**Aufgabenstellung**
Gib sämtliche folgenden Einträge Zeile für Zeile unverändert aus.

# # # # #

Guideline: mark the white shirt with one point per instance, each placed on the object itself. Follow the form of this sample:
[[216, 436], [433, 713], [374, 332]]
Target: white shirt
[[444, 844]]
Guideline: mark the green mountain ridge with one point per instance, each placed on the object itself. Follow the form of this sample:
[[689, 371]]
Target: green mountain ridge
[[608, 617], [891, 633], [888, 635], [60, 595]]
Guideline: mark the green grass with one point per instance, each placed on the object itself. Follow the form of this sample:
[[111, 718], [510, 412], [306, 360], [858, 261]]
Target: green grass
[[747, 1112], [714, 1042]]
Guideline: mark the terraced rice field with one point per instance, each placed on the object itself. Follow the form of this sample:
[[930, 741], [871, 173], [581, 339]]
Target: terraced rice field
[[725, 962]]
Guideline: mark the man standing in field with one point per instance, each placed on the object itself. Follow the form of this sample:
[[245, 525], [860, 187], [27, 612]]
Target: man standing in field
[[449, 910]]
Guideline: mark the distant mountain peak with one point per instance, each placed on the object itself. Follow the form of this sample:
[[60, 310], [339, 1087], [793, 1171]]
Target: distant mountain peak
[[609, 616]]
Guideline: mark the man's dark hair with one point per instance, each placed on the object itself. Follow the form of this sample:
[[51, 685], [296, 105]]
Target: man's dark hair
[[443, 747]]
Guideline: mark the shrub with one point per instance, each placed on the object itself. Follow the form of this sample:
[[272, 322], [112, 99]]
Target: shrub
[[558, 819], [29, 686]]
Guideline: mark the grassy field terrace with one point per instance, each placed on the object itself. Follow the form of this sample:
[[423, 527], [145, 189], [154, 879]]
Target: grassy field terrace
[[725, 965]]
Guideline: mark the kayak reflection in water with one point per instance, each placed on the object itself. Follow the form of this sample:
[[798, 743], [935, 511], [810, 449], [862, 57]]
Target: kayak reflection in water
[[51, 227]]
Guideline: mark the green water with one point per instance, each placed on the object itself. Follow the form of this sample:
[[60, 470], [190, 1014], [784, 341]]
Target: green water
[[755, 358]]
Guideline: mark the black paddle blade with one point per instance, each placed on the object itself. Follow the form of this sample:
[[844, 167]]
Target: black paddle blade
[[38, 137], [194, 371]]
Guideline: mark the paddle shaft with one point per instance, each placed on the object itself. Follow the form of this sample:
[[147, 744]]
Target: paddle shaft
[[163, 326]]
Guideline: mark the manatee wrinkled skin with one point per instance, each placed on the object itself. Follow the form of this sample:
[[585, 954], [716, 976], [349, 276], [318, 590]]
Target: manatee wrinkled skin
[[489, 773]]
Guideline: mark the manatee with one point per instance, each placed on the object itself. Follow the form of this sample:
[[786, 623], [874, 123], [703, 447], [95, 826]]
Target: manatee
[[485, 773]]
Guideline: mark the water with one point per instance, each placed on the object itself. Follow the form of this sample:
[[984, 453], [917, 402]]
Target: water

# # # # #

**Ergebnis**
Guideline: mark the white shirt with one point per instance, each placed on the object itself. Follow the form of this sample:
[[216, 436], [433, 713], [374, 332]]
Target: white shirt
[[444, 844]]
Guideline: mark the green mountain ridge with one point per instance, each placed on the object itself. Follow the form of this sample:
[[689, 371]]
Target: green mountain ridge
[[608, 617], [891, 633], [888, 635], [60, 595]]
Guideline: mark the green grass with one point per instance, each placed on the object itself. Follow the form of this sample:
[[111, 718], [510, 412], [306, 360], [858, 261]]
Target: green grass
[[747, 1112], [714, 1042]]
Guideline: mark the terraced rice field with one point per instance, each placed on the object itself. Follow the form of this sample:
[[930, 741], [871, 173], [581, 339]]
Target: terraced rice field
[[725, 962]]
Guideline: mark the man standing in field with one point per instance, each placed on the object itself. Follow the form of this sample:
[[245, 525], [860, 187], [27, 612]]
Target: man standing in field
[[449, 910]]
Guideline: mark the distant mountain peak with one point per instance, each placed on the object itself. Follow the form of this sample:
[[60, 310], [339, 1087], [793, 1171]]
Target: distant mountain peak
[[609, 616]]
Guideline: mark the man's dark hair with one point per instance, each placed on the object itself. Follow the form of this sample:
[[51, 685], [296, 105]]
Target: man's dark hair
[[443, 747]]
Guideline: mark the shrub with one point per instance, each placed on the object itself. Follow the form of this sample:
[[272, 322], [112, 99]]
Target: shrub
[[558, 819], [29, 686]]
Guideline: mark the grassy field terrace with one point per instance, each placed on the object itself. Follow the form of this sample:
[[423, 527], [145, 189], [154, 879]]
Target: grassy field terrace
[[725, 965]]
Guideline: mark the kayak reflection in water with one point per instance, each placed on the object itself. Follow the form of this sample:
[[798, 743], [935, 511], [810, 449], [862, 57]]
Target: kayak reflection in water
[[51, 227]]
Guideline: mark the green water with one point per instance, each placed on the object itself. Follow the form of this sample:
[[60, 470], [190, 1014], [784, 341]]
Target: green water
[[755, 358]]
Guideline: mark the black paddle blade with one point per instance, each placed on the object itself. Follow the form of this sample:
[[844, 167]]
Target: black paddle blade
[[38, 137], [194, 371]]
Guideline: mark the paddle shaft with one point per instance, each placed on the object itself. Follow the form of this sample:
[[147, 744]]
Target: paddle shaft
[[163, 326]]
Guideline: mark the manatee wrinkled skin with one point per instance, each placed on the object itself. Follow the form of this sample:
[[585, 954], [716, 976], [349, 276], [318, 590]]
Target: manatee wrinkled skin
[[489, 773]]
Guideline: mark the manatee with one point per instance, each placed on the object itself. Follow the form of this sample:
[[786, 623], [874, 123], [703, 447], [95, 826]]
Target: manatee
[[485, 773]]
Guideline: mark the water with one point per instance, each placed on the object itself. Follow the form of this sample:
[[984, 453], [917, 402]]
Target: water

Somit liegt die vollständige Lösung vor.